What this task involves » Each record is to be given again without alteration.

··· Source material ···

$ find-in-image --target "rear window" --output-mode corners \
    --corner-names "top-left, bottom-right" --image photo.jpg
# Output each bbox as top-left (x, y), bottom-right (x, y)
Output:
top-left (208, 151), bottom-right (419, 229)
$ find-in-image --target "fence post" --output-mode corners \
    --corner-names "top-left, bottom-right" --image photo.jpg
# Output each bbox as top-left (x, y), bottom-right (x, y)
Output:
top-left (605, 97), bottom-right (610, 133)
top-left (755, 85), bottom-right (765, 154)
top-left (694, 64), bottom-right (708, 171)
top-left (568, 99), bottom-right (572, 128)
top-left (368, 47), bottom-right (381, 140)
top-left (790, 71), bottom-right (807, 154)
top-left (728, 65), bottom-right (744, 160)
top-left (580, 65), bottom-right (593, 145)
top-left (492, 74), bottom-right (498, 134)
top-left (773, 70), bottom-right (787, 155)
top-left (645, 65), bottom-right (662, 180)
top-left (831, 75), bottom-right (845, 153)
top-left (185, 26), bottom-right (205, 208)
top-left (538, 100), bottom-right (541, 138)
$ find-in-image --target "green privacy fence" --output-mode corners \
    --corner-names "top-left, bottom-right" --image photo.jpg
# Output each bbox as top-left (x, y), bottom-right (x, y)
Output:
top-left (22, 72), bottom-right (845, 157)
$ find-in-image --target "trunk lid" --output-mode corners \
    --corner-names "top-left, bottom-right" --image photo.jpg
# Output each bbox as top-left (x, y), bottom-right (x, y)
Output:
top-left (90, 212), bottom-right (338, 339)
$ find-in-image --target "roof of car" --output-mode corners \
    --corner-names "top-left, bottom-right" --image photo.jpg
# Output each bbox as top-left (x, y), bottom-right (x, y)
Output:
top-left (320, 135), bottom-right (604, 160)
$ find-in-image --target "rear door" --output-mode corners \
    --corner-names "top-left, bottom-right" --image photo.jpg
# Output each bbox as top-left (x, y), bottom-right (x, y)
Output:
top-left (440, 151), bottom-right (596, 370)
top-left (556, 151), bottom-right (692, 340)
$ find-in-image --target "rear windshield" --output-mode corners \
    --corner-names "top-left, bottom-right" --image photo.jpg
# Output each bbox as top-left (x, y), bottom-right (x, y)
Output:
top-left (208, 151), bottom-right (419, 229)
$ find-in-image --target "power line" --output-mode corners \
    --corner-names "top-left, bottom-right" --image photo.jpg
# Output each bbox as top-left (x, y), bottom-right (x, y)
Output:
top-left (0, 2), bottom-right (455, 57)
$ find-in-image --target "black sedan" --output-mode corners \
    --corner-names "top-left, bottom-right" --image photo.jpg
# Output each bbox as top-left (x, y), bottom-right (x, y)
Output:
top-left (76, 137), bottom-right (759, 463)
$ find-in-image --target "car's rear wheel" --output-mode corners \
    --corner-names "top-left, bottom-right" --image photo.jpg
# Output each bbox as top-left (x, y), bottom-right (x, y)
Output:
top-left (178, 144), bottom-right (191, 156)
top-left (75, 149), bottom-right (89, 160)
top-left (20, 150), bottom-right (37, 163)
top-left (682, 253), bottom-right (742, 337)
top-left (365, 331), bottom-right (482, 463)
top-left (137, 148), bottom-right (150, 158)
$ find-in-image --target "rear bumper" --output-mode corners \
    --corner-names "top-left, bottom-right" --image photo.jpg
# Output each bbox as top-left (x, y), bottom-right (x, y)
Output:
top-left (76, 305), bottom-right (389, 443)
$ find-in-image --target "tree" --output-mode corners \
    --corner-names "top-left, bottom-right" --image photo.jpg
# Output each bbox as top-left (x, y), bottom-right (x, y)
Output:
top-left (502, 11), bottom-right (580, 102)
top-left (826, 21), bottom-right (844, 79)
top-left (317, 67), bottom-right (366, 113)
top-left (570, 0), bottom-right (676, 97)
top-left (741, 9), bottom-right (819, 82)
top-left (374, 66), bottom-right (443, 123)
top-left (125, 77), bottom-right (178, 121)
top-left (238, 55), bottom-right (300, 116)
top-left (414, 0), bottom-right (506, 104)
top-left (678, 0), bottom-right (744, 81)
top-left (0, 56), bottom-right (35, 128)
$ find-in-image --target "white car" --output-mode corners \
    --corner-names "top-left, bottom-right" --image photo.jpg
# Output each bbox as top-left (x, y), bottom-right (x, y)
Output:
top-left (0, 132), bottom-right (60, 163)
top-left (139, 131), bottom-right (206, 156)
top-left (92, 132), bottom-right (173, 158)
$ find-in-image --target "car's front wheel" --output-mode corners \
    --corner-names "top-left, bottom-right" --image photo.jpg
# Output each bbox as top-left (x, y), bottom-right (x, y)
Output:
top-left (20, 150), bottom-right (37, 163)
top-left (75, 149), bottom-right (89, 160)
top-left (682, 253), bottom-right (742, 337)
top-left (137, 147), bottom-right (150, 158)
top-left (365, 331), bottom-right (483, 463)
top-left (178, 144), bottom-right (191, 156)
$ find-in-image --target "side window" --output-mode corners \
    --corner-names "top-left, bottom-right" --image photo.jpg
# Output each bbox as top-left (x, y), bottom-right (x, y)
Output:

···

The answer »
$ find-in-image --target "rear window" --output-mode corners \
    --corner-names "top-left, bottom-right" --image photo.jpg
# Output each bbox as top-left (x, y), bottom-right (x, y)
Output:
top-left (208, 151), bottom-right (419, 229)
$ find-in-image --target "fence post" --output-mode corners \
    --corner-names "top-left, bottom-right" --image photo.jpg
# Output each bbox as top-left (x, y), bottom-right (x, y)
Output:
top-left (605, 97), bottom-right (610, 133)
top-left (755, 85), bottom-right (765, 154)
top-left (694, 64), bottom-right (708, 171)
top-left (568, 99), bottom-right (572, 128)
top-left (368, 47), bottom-right (381, 140)
top-left (790, 71), bottom-right (807, 154)
top-left (728, 65), bottom-right (744, 160)
top-left (580, 65), bottom-right (593, 145)
top-left (492, 74), bottom-right (498, 134)
top-left (773, 70), bottom-right (787, 155)
top-left (645, 65), bottom-right (662, 180)
top-left (831, 75), bottom-right (845, 153)
top-left (185, 26), bottom-right (205, 208)
top-left (538, 100), bottom-right (541, 138)
$ find-in-image --target "green privacy fence" --output-mode corners \
    --corner-names "top-left, bottom-right" --image photo.jpg
# Output each bbox as top-left (x, y), bottom-right (x, y)
Output:
top-left (22, 72), bottom-right (845, 157)
$ find-in-image --target "trunk lid" --output-mode corners \
    --corner-names "top-left, bottom-right" --image photo.jpg
# Output each bbox as top-left (x, y), bottom-right (x, y)
Output:
top-left (90, 212), bottom-right (338, 339)
$ find-in-image --target "roof of car" --output-mode corners \
    --corner-names "top-left, bottom-right" --image photo.jpg
# Output each bbox as top-left (x, y), bottom-right (x, y)
Output:
top-left (320, 135), bottom-right (604, 160)
$ find-in-image --target "rear door" --output-mode corners \
    --corner-names "top-left, bottom-right" --image photo.jpg
# Output each bbox as top-left (x, y), bottom-right (x, y)
Output:
top-left (440, 151), bottom-right (596, 370)
top-left (556, 151), bottom-right (692, 340)
$ find-in-image --target "rear windshield" --output-mode corners \
    --corner-names "top-left, bottom-right" --image photo.jpg
# Output each bbox as top-left (x, y), bottom-right (x, y)
Output:
top-left (208, 151), bottom-right (419, 229)
$ find-in-image --target "power line" --output-mode corners \
    --corner-names "top-left, bottom-right" --image photo.jpg
# Output each bbox as top-left (x, y), bottom-right (x, y)
Output:
top-left (0, 2), bottom-right (455, 57)
$ find-in-image --target "black sedan" --output-mode corners \
    --corner-names "top-left, bottom-right" --image photo.jpg
# Output each bbox as top-left (x, y), bottom-right (x, y)
Output:
top-left (76, 137), bottom-right (759, 463)
$ find-in-image --target "car's rear wheel" --output-mode corners \
    --corner-names "top-left, bottom-right" --image photo.jpg
# Output each bbox as top-left (x, y), bottom-right (x, y)
Output:
top-left (178, 144), bottom-right (191, 156)
top-left (75, 149), bottom-right (89, 160)
top-left (20, 150), bottom-right (37, 163)
top-left (682, 253), bottom-right (742, 337)
top-left (365, 331), bottom-right (482, 463)
top-left (137, 148), bottom-right (150, 158)
$ find-in-image --target "rear bumper" --output-mode corners \
    --corner-names "top-left, bottom-right" --image photo.jpg
# Output each bbox as top-left (x, y), bottom-right (x, y)
Output:
top-left (76, 305), bottom-right (389, 443)
$ find-in-image --target "tree" --output-mode corners \
    --corner-names "top-left, bottom-right" --image photo.jpg
# Output each bbox as top-left (x, y), bottom-right (x, y)
Output:
top-left (502, 11), bottom-right (580, 102)
top-left (826, 21), bottom-right (844, 79)
top-left (317, 67), bottom-right (366, 113)
top-left (570, 0), bottom-right (676, 97)
top-left (741, 9), bottom-right (819, 82)
top-left (374, 66), bottom-right (443, 123)
top-left (125, 77), bottom-right (178, 121)
top-left (238, 55), bottom-right (300, 116)
top-left (414, 0), bottom-right (506, 104)
top-left (678, 0), bottom-right (744, 81)
top-left (0, 56), bottom-right (35, 128)
$ find-in-image --target "white car" --output-mode corners \
    --corner-names "top-left, bottom-right" --image photo.jpg
# Output each bbox as top-left (x, y), bottom-right (x, y)
Output:
top-left (0, 132), bottom-right (60, 163)
top-left (139, 131), bottom-right (206, 156)
top-left (92, 132), bottom-right (173, 158)
$ find-in-image --target "car's front wheel" --output-mode corners \
    --corner-names "top-left, bottom-right" --image photo.jpg
# Output each bbox as top-left (x, y), bottom-right (x, y)
Output:
top-left (20, 150), bottom-right (37, 163)
top-left (75, 149), bottom-right (89, 160)
top-left (682, 253), bottom-right (742, 337)
top-left (137, 147), bottom-right (150, 158)
top-left (365, 331), bottom-right (483, 463)
top-left (178, 144), bottom-right (191, 156)
$ find-in-image --target "side window" --output-mode corners \
    --corner-names "top-left, bottom-right" --image photo.jpg
# Output each bbox as top-left (x, y), bottom-right (x, y)
Output:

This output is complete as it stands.